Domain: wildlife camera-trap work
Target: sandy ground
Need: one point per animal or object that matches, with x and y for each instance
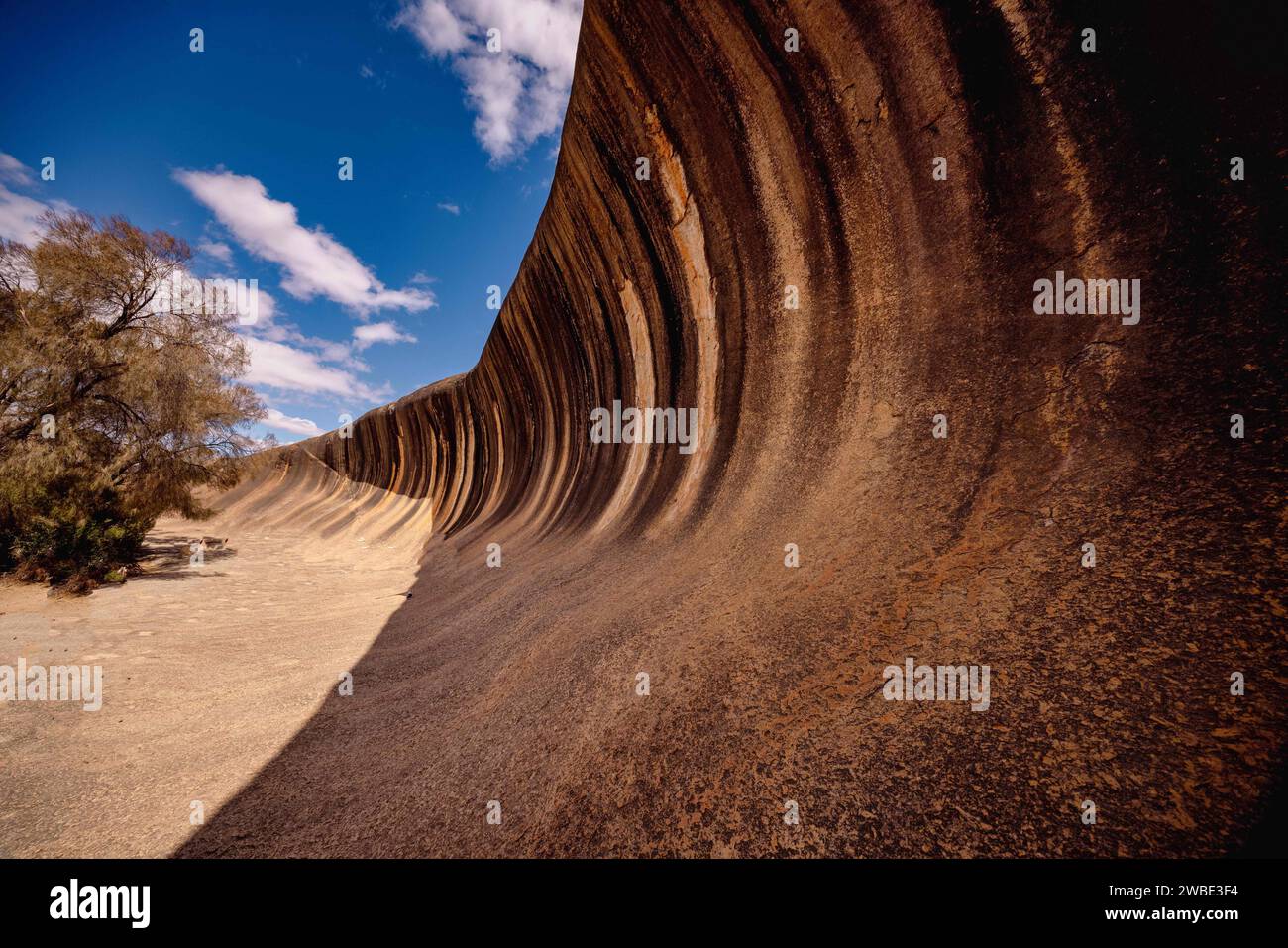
(207, 672)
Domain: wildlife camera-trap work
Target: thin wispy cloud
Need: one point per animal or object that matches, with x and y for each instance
(281, 421)
(13, 171)
(217, 250)
(313, 262)
(20, 214)
(519, 93)
(375, 333)
(292, 369)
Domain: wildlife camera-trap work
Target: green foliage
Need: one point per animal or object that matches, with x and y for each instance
(114, 410)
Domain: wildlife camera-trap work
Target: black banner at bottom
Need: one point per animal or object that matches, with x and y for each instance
(870, 895)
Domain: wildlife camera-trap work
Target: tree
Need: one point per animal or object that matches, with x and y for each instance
(119, 399)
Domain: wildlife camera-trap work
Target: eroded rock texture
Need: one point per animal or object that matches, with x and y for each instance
(814, 168)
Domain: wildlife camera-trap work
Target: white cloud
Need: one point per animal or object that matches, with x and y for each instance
(519, 93)
(314, 263)
(378, 333)
(284, 423)
(20, 215)
(218, 250)
(14, 171)
(288, 369)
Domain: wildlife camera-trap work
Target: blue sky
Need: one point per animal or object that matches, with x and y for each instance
(369, 287)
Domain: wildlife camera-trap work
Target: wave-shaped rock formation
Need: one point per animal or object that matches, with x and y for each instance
(816, 427)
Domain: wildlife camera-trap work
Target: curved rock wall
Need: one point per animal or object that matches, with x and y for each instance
(814, 168)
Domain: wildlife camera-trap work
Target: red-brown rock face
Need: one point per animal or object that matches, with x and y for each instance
(810, 176)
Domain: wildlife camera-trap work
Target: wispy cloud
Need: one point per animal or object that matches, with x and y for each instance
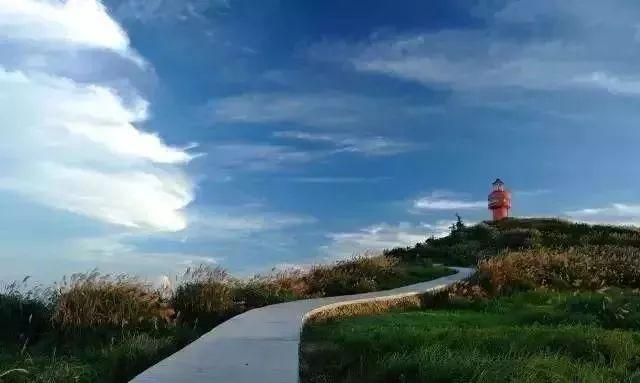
(440, 200)
(321, 109)
(382, 236)
(585, 50)
(373, 146)
(339, 180)
(82, 151)
(170, 10)
(237, 223)
(258, 157)
(614, 213)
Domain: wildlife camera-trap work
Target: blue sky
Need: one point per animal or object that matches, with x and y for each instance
(145, 136)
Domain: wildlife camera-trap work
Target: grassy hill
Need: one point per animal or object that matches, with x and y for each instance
(464, 246)
(552, 301)
(96, 328)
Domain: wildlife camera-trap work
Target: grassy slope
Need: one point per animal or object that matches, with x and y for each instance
(103, 355)
(528, 337)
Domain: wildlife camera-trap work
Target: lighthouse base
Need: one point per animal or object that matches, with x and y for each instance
(501, 213)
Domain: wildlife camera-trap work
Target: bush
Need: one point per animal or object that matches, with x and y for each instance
(519, 238)
(267, 290)
(357, 275)
(205, 298)
(90, 301)
(590, 267)
(24, 315)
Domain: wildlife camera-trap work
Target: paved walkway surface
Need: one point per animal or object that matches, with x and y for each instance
(261, 345)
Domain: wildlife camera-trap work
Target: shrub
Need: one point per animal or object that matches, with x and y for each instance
(590, 267)
(89, 301)
(519, 238)
(24, 314)
(357, 275)
(266, 290)
(205, 298)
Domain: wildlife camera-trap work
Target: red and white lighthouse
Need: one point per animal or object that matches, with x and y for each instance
(499, 200)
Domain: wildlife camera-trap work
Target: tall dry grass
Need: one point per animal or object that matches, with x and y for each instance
(356, 275)
(583, 268)
(94, 301)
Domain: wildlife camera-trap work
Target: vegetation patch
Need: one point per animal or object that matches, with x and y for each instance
(539, 336)
(552, 301)
(102, 328)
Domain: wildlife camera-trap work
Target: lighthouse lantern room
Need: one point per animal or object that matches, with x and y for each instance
(499, 200)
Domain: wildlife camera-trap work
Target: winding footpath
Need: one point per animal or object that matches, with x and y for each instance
(261, 345)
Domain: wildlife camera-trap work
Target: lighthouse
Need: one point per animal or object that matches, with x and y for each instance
(499, 200)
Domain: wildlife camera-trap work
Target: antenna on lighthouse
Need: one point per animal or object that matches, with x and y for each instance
(499, 200)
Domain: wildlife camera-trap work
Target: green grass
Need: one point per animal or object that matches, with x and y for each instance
(527, 337)
(107, 330)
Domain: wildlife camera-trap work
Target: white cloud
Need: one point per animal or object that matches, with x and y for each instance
(225, 223)
(74, 22)
(257, 157)
(584, 45)
(170, 10)
(615, 213)
(339, 180)
(373, 146)
(445, 201)
(377, 238)
(321, 109)
(75, 146)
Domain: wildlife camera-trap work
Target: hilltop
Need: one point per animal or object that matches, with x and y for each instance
(466, 245)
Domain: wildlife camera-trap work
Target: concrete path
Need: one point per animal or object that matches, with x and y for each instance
(261, 345)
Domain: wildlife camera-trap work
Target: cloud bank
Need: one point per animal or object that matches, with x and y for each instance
(76, 146)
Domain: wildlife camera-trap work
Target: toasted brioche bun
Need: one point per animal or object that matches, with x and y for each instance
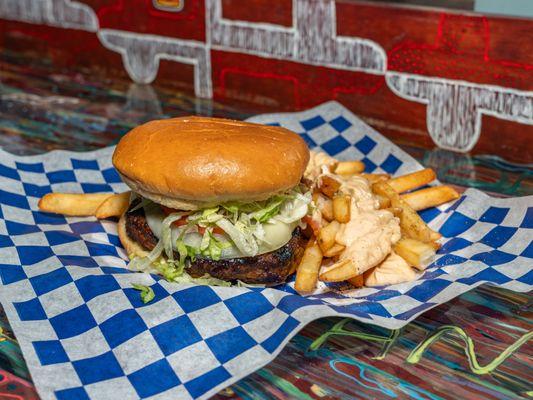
(191, 162)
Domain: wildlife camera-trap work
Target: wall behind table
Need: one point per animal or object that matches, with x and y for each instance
(459, 81)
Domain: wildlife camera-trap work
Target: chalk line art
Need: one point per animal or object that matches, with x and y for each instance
(312, 38)
(141, 54)
(455, 107)
(60, 13)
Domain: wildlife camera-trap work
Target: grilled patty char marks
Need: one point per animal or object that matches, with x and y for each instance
(268, 268)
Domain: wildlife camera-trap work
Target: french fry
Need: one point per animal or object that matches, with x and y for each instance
(341, 208)
(335, 250)
(412, 181)
(375, 178)
(324, 205)
(435, 236)
(417, 254)
(357, 281)
(384, 202)
(114, 206)
(307, 272)
(329, 186)
(396, 211)
(349, 167)
(340, 271)
(72, 204)
(411, 224)
(430, 197)
(326, 236)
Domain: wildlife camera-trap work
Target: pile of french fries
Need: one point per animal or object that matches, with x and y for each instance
(418, 242)
(320, 260)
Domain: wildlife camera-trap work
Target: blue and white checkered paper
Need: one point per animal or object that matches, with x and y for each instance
(85, 333)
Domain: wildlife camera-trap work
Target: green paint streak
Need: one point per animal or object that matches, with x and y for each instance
(418, 352)
(284, 385)
(338, 329)
(416, 355)
(393, 337)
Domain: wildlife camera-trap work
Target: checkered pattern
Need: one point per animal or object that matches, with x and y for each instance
(86, 334)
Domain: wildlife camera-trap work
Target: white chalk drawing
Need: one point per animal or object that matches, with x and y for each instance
(312, 38)
(141, 54)
(455, 108)
(170, 8)
(60, 13)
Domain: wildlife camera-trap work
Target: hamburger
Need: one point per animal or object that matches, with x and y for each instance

> **REQUIRED ACTION**
If a line in the entries above has the word "checkered", copy it.

> **REPLY TO THE TASK**
Target: blue and white checkered paper
Target: checkered pattern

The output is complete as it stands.